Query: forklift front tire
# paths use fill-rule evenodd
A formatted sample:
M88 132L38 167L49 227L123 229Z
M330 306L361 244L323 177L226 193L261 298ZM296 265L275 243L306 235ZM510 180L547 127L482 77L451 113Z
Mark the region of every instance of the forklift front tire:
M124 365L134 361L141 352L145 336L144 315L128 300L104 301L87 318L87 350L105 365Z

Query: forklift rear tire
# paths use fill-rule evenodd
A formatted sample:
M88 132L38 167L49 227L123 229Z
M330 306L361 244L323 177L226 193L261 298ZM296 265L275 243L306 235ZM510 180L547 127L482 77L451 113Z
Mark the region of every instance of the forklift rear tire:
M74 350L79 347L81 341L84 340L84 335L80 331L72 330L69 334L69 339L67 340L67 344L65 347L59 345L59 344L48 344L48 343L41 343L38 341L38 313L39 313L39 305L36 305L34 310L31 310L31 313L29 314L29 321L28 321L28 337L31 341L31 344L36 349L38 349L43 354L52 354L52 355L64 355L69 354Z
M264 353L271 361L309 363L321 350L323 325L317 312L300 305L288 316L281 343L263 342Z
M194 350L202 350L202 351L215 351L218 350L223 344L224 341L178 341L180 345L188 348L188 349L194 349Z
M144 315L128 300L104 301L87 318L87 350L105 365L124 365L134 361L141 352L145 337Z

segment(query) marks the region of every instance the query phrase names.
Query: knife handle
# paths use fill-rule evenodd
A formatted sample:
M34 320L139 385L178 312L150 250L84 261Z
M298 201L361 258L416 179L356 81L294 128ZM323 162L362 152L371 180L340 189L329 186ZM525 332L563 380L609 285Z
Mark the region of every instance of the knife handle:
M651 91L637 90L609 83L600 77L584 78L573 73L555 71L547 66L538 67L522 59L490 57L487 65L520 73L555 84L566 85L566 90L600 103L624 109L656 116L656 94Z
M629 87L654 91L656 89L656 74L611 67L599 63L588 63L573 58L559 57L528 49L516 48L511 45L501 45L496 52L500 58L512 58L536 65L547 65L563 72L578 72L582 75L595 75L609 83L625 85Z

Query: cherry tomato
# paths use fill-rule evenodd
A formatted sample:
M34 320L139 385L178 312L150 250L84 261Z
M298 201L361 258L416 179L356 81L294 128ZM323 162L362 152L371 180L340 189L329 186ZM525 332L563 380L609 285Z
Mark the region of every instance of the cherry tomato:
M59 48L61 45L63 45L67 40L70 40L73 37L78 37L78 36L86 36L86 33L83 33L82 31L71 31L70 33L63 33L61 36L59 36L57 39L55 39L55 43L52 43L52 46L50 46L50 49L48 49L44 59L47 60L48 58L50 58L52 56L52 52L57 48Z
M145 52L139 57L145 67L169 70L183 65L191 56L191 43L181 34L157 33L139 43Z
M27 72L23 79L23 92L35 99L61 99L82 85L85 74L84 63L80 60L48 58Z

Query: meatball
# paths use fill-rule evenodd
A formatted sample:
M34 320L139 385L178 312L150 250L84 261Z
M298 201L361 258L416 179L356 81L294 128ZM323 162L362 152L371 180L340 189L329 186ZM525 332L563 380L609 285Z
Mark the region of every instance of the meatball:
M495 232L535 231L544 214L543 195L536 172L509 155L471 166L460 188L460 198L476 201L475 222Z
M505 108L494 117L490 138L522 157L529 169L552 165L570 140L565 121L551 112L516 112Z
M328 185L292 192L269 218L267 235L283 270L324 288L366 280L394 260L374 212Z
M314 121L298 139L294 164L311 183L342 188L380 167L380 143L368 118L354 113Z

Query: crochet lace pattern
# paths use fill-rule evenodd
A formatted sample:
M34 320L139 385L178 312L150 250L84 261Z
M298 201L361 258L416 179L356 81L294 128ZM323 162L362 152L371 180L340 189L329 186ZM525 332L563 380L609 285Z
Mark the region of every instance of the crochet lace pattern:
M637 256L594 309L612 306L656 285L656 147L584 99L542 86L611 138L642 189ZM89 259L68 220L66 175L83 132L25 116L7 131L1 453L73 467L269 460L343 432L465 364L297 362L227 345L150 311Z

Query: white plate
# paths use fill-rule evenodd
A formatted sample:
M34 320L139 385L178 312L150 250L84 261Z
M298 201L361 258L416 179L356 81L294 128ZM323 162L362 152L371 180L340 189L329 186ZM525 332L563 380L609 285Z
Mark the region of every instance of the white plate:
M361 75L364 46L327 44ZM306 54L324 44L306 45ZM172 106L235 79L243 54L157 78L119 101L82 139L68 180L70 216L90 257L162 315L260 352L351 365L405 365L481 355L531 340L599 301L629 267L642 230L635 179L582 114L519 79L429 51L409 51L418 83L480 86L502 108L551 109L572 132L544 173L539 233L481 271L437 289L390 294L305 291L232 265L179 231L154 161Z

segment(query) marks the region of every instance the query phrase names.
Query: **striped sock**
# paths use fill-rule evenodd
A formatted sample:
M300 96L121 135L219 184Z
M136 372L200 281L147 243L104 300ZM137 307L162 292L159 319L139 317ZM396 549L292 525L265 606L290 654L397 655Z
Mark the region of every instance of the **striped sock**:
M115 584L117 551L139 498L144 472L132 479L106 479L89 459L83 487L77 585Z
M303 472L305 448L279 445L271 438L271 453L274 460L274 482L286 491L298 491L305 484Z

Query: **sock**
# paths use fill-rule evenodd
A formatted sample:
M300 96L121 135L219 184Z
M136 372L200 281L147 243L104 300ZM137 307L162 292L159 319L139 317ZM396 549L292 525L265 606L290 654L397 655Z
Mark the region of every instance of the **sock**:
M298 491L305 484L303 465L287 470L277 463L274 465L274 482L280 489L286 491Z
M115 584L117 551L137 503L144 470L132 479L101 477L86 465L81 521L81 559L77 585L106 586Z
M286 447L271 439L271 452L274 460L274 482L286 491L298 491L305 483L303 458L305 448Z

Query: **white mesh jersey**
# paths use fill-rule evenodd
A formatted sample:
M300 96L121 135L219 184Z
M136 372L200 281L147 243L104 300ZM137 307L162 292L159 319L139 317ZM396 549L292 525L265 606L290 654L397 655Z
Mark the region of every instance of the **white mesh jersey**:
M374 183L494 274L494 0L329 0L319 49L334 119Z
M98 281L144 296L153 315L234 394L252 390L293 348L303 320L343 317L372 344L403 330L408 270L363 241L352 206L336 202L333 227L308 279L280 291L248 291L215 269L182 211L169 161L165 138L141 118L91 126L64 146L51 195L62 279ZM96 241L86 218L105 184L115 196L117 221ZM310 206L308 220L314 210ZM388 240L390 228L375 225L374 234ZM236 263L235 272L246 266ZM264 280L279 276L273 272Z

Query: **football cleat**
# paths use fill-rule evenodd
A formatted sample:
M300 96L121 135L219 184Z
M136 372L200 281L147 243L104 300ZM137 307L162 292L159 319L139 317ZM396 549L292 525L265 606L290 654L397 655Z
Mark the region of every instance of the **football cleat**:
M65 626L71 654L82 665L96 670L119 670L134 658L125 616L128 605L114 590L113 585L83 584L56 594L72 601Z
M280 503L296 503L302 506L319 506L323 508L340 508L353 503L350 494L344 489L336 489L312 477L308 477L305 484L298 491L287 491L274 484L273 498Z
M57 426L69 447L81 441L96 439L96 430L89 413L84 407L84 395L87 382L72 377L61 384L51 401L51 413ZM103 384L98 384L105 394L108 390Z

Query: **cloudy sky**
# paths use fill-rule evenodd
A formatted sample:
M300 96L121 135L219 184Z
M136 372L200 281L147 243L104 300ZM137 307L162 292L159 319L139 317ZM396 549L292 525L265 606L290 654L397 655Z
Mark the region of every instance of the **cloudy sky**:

########

Task to complete: Rewrite the listing above, replacing every "A formatted sample" with "An example outline" and leaving everything else the same.

Exercise response:
Query: forklift front tire
# paths use fill-rule evenodd
An example outline:
M88 132L38 167L49 227L123 229Z
M330 306L361 244L323 177L226 193L261 298ZM296 265L275 243L306 235ZM510 180L547 127L482 77L451 113Z
Mark the region of every instance of the forklift front tire:
M124 365L134 361L141 352L145 336L144 315L128 300L104 301L87 318L87 350L105 365Z

Query: forklift rear tire
# paths use fill-rule evenodd
An example outline:
M88 132L38 167L49 227L123 229Z
M330 306L361 244L323 177L226 193L261 298ZM296 265L275 243L306 235ZM510 180L547 127L482 77L451 113Z
Mark the region of every instance of the forklift rear tire:
M74 350L79 347L81 341L84 340L84 335L80 331L72 330L69 334L69 339L67 340L67 344L65 347L59 345L59 344L48 344L48 343L41 343L38 341L38 313L39 313L39 305L36 305L34 310L31 310L31 313L29 314L29 321L28 321L28 337L31 341L31 344L36 349L38 349L43 354L52 354L52 355L64 355L69 354Z
M264 353L271 361L309 363L321 350L323 325L317 312L300 305L288 316L281 343L263 342Z
M194 350L202 350L202 351L215 351L218 350L223 344L224 341L178 341L180 345L188 348L188 349L194 349Z
M144 315L128 300L104 301L87 318L87 350L105 365L124 365L134 361L141 352L145 337Z

segment(query) marks the region of every instance the query phrase names.
Query: knife handle
# paths use fill-rule evenodd
An example outline:
M34 320L139 385L178 312L150 250L84 261Z
M298 201L361 258L416 179L356 81L294 128ZM323 162L362 152L371 180L340 189L329 186ZM525 332L563 380L609 285Z
Mark the region of every instance of the knife handle:
M651 91L637 90L609 83L600 77L584 78L573 73L555 71L547 66L538 67L522 59L490 57L487 65L520 73L555 84L566 85L566 90L600 103L624 109L656 116L656 94Z
M629 87L654 91L656 89L656 74L611 67L599 63L588 63L573 58L559 57L528 49L516 48L511 45L501 45L496 52L500 58L512 58L536 65L547 65L563 72L578 72L582 75L595 75L609 83L625 85Z

Query: cherry tomato
# paths use fill-rule evenodd
An example outline:
M34 320L139 385L178 312L150 250L84 261Z
M298 201L361 258L416 179L356 81L294 128ZM323 162L362 152L371 180L340 189L329 186ZM525 332L563 380L609 285Z
Mark the region of every instance of the cherry tomato:
M59 48L61 45L63 45L67 40L70 40L73 37L78 37L78 36L86 36L86 33L83 33L82 31L71 31L70 33L63 33L61 36L59 36L57 39L55 39L55 43L52 43L52 46L50 46L50 49L48 49L44 59L47 60L48 58L50 58L52 56L52 52L57 48Z
M145 52L139 57L145 67L169 70L183 65L191 56L191 43L181 34L157 33L139 43Z
M27 72L23 79L23 92L35 99L61 99L82 85L85 74L84 63L80 60L48 58Z

Query: meatball
# paths use fill-rule evenodd
An example outline:
M34 320L139 385L178 312L150 250L84 261Z
M298 201L361 258L416 179L356 81L294 128ZM323 162L362 152L371 180L340 189L329 186ZM525 332L563 380L609 285Z
Mark the region of every instance of the meatball:
M495 232L535 231L544 214L543 195L536 172L509 155L471 166L460 188L460 198L476 201L475 222Z
M505 108L494 117L490 138L522 157L529 169L552 165L570 140L565 121L551 112L516 112Z
M328 185L292 192L269 218L267 235L283 270L324 288L366 280L394 260L374 212Z
M314 121L298 139L294 164L311 183L342 188L380 167L380 143L368 118L354 113Z

Query: crochet lace pattern
# paths use fill-rule evenodd
An example outline:
M34 320L139 385L178 312L150 250L84 261Z
M298 201L361 258L416 179L356 81L294 128ZM323 162L362 152L371 180L340 189L329 186ZM525 332L563 380L609 285Z
Mark the region of every instance of the crochet lace pattern:
M637 256L594 309L612 306L656 285L656 147L584 99L542 86L611 138L642 189ZM89 259L68 220L66 175L83 132L25 116L7 131L1 453L73 467L269 460L343 432L465 364L297 362L227 345L150 311Z

Query: white plate
# paths use fill-rule evenodd
An example outline:
M34 320L139 385L178 312L150 250L84 261Z
M298 201L361 258L416 179L356 81L294 128ZM323 162L362 152L371 180L340 189L329 186ZM525 332L563 380L609 285Z
Mark the region of every instance of the white plate:
M361 75L364 46L327 44ZM306 54L324 44L306 45ZM172 106L235 79L243 54L157 78L119 101L82 139L68 180L70 216L90 257L162 315L260 352L351 365L405 365L481 355L531 340L599 301L629 267L642 230L635 179L582 114L519 79L429 51L409 51L418 83L480 86L502 108L551 109L572 132L544 173L539 233L481 271L437 289L390 294L305 291L232 265L179 231L154 161Z

segment(query) marks the region of every instance the query phrase names.
Query: **striped sock**
# paths use fill-rule evenodd
An example outline:
M300 96L121 135L219 184Z
M136 372L200 281L147 243L104 300ZM137 307L162 292L159 319L139 317ZM396 549L292 525L265 606L290 654L397 655Z
Mark the region of every instance of the **striped sock**:
M115 584L117 551L139 498L144 472L132 479L106 479L89 459L83 487L77 585Z
M303 472L305 448L279 445L271 438L271 453L274 460L274 482L286 491L298 491L305 484Z

Query: **sock**
# paths use fill-rule evenodd
An example outline:
M300 96L121 135L219 184Z
M136 372L200 281L147 243L104 300ZM137 307L162 292L159 319L139 317ZM396 549L292 525L265 606L290 654L397 655Z
Mark the region of every instance of the **sock**:
M298 491L305 484L303 465L287 470L277 463L274 465L274 482L280 489L286 491Z
M115 584L117 551L137 503L144 470L132 479L101 477L86 465L81 521L81 559L77 585L106 586Z
M286 447L271 439L271 452L274 460L274 482L286 491L298 491L305 483L303 458L305 448Z

Query: **white mesh jersey**
# paths use fill-rule evenodd
An example outline:
M300 96L121 135L219 184Z
M136 372L200 281L147 243L104 300ZM137 307L162 292L159 319L139 317ZM396 549L292 525L265 606L290 654L397 655Z
Mark the region of every instance of the **white mesh jersey**:
M374 183L494 274L494 0L329 0L319 49L334 119Z
M98 281L144 296L153 315L234 394L252 390L293 348L303 320L343 317L372 344L403 330L408 270L363 241L352 206L336 202L333 227L308 279L280 291L248 291L215 269L182 211L169 161L165 138L141 118L91 126L64 146L51 195L62 279ZM96 241L86 218L105 184L115 196L117 221ZM310 206L308 220L314 210ZM388 240L390 228L375 225L374 234ZM236 263L235 272L246 266ZM264 280L279 276L273 272Z

Query: **football cleat**
# paths use fill-rule evenodd
An example outline:
M300 96L121 135L219 184Z
M136 372L200 281L147 243L104 300ZM137 307L162 292L159 319L139 317ZM396 549L292 525L265 606L290 654L397 655Z
Mark the region of every instance of the **football cleat**:
M65 626L71 654L82 665L96 670L119 670L134 658L125 616L128 605L114 590L113 585L83 584L56 594L72 601Z
M280 503L296 503L302 506L319 506L323 508L340 508L353 503L350 494L344 489L336 489L312 477L308 477L305 484L298 491L287 491L274 484L273 498Z
M57 426L69 447L81 441L96 439L96 430L89 413L84 407L84 395L87 382L72 377L61 384L51 401L51 413ZM103 384L98 384L105 394L108 390Z

Query: **cloudy sky**
# paths use fill-rule evenodd
An example outline:
M300 96L121 135L219 184Z
M136 372L200 281L147 243L104 300ZM137 307L162 292L159 319L139 317ZM396 549L292 525L265 606L290 654L397 655Z
Mark the region of every instance of the **cloudy sky**:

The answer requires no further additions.